→ **INPUT**:
════════
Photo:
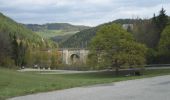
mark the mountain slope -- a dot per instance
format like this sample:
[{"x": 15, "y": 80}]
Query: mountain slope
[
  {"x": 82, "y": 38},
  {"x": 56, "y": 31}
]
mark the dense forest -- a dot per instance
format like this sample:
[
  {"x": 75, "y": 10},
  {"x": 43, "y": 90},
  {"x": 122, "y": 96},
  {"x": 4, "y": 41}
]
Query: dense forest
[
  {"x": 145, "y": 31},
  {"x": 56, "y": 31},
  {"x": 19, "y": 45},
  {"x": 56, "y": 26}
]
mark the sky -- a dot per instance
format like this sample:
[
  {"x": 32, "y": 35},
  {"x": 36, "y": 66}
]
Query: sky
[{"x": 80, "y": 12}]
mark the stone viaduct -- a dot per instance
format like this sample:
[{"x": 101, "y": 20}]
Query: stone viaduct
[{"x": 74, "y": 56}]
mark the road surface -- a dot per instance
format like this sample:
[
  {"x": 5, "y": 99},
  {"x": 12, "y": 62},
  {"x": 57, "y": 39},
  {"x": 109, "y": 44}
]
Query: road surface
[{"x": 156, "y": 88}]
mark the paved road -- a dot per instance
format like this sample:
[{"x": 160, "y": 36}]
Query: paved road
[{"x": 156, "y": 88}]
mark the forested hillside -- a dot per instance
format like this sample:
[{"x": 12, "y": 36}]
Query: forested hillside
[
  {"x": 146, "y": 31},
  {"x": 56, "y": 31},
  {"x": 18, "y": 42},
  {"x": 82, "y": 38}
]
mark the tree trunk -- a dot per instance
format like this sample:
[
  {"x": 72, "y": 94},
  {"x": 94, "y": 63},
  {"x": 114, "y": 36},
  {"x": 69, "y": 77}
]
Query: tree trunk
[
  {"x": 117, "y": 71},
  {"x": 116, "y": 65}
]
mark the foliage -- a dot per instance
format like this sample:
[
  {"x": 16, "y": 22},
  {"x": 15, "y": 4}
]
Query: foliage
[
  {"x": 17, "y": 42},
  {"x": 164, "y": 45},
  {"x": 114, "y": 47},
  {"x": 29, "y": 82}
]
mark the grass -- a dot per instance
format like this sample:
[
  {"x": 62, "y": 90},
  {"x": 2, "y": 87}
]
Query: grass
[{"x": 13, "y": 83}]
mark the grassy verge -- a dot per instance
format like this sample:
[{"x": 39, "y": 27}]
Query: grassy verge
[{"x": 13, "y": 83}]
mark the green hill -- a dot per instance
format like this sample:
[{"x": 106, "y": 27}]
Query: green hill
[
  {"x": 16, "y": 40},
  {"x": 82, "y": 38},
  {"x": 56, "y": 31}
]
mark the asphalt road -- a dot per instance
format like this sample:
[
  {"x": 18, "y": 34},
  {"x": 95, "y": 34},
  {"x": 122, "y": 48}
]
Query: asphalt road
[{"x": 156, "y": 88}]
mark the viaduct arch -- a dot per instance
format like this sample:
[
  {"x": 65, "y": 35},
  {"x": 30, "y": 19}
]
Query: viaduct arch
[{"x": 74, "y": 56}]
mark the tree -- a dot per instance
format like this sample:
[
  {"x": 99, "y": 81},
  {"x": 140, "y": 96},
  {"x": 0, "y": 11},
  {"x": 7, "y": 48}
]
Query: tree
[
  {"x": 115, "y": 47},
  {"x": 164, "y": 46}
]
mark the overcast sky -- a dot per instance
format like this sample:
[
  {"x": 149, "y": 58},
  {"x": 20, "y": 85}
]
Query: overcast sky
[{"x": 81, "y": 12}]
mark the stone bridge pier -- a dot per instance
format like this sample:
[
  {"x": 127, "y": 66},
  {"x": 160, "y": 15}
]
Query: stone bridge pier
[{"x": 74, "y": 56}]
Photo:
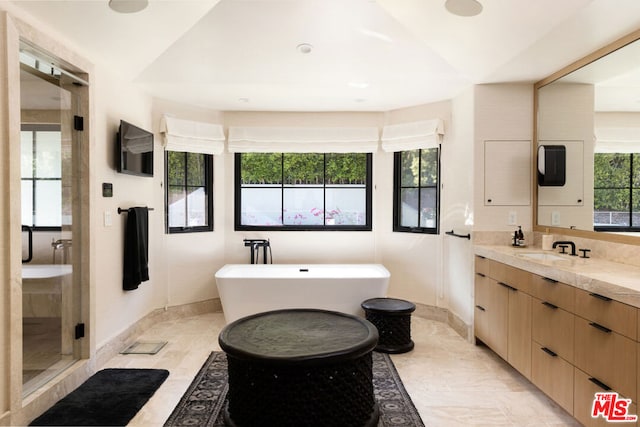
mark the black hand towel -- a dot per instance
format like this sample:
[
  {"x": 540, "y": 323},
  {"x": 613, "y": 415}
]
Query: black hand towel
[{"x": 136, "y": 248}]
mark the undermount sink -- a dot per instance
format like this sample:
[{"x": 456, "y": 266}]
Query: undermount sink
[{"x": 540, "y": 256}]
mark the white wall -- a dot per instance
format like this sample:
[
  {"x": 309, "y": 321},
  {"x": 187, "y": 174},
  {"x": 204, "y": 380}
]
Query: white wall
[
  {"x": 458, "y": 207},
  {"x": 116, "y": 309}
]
════════
→ **GOAL**:
Copy every row above word for word, but leave the pictures out.

→ **EXERCISE ANSWER**:
Photo:
mark the mountain slope -- a dot per instance
format like this sample:
[{"x": 15, "y": 80}]
Query: mountain slope
[
  {"x": 82, "y": 38},
  {"x": 56, "y": 31}
]
mark the dense forest -- a dot per instance
format like this sample:
[
  {"x": 75, "y": 10},
  {"x": 43, "y": 90},
  {"x": 122, "y": 96},
  {"x": 4, "y": 41}
]
Query: dense forest
[
  {"x": 145, "y": 31},
  {"x": 56, "y": 31},
  {"x": 19, "y": 45},
  {"x": 56, "y": 26}
]
mark the sky -- a dot per instance
format like this sample:
[
  {"x": 32, "y": 35},
  {"x": 36, "y": 66}
]
Query: sky
[{"x": 80, "y": 12}]
mark the stone viaduct -- a dot per instance
format like this sample:
[{"x": 101, "y": 20}]
Query: stone viaduct
[{"x": 74, "y": 56}]
mark the road surface -- a dot per instance
format like this sample:
[
  {"x": 5, "y": 99},
  {"x": 12, "y": 62},
  {"x": 57, "y": 39},
  {"x": 109, "y": 44}
]
Query: road surface
[{"x": 156, "y": 88}]
mark the paved road -- a dot per instance
format like this sample:
[{"x": 160, "y": 36}]
Query: paved road
[{"x": 156, "y": 88}]
mark the forested hillside -- a dot per instance
format like this sample:
[{"x": 12, "y": 36}]
Query: forested hillside
[
  {"x": 146, "y": 31},
  {"x": 56, "y": 31},
  {"x": 18, "y": 42},
  {"x": 82, "y": 38}
]
mark the tree trunk -- a dot per instance
format like this sample:
[
  {"x": 72, "y": 94},
  {"x": 94, "y": 63},
  {"x": 114, "y": 36},
  {"x": 69, "y": 77}
]
Query: tree trunk
[
  {"x": 117, "y": 71},
  {"x": 116, "y": 65}
]
mark the foliage -- a dot per instance
format like this sample:
[
  {"x": 16, "y": 22},
  {"x": 15, "y": 4}
]
Query: foliage
[
  {"x": 17, "y": 42},
  {"x": 164, "y": 45},
  {"x": 114, "y": 47},
  {"x": 29, "y": 82}
]
mark the grass -- a dot per instance
format like this sample:
[
  {"x": 62, "y": 90},
  {"x": 2, "y": 87}
]
Query: grass
[{"x": 13, "y": 83}]
mark the grassy verge -- a dot per instance
format like this sample:
[{"x": 39, "y": 27}]
Query: grassy verge
[{"x": 13, "y": 83}]
mark the green hill -- a dot per instance
format like this sample:
[{"x": 106, "y": 27}]
Query: green hill
[
  {"x": 16, "y": 40},
  {"x": 82, "y": 38},
  {"x": 56, "y": 31}
]
mark the asphalt road -- a dot per instance
format like this sample:
[
  {"x": 18, "y": 34},
  {"x": 95, "y": 34},
  {"x": 122, "y": 48}
]
Query: asphalt road
[{"x": 156, "y": 88}]
mark the viaduct arch -- a dot per instance
format like this sample:
[
  {"x": 65, "y": 35},
  {"x": 30, "y": 19}
]
Query: viaduct arch
[{"x": 74, "y": 56}]
mark the tree -- a dot per instance
format like this sample:
[
  {"x": 99, "y": 81},
  {"x": 140, "y": 96},
  {"x": 0, "y": 11},
  {"x": 7, "y": 48}
]
Query: tree
[
  {"x": 115, "y": 47},
  {"x": 164, "y": 46}
]
mark the overcast sky -- a dot per instance
format like this sample:
[
  {"x": 149, "y": 58},
  {"x": 20, "y": 85}
]
Query: overcast sky
[{"x": 81, "y": 12}]
mark the stone bridge pier -- a dot per instance
format like this sample:
[
  {"x": 127, "y": 66},
  {"x": 160, "y": 15}
]
Query: stone bridge pier
[{"x": 74, "y": 56}]
Photo:
mark the black hand towel -- a dot per instance
format like this sample:
[
  {"x": 540, "y": 323},
  {"x": 613, "y": 415}
]
Query: black hand towel
[{"x": 136, "y": 248}]
mark the undermount sink -- a dot per instance
format like this sample:
[{"x": 456, "y": 266}]
Query: undermount sink
[{"x": 540, "y": 256}]
mark the white wall -- a dot per instance
format like this sample:
[
  {"x": 309, "y": 321},
  {"x": 187, "y": 174},
  {"x": 204, "y": 380}
]
Query: white wall
[
  {"x": 458, "y": 207},
  {"x": 116, "y": 309}
]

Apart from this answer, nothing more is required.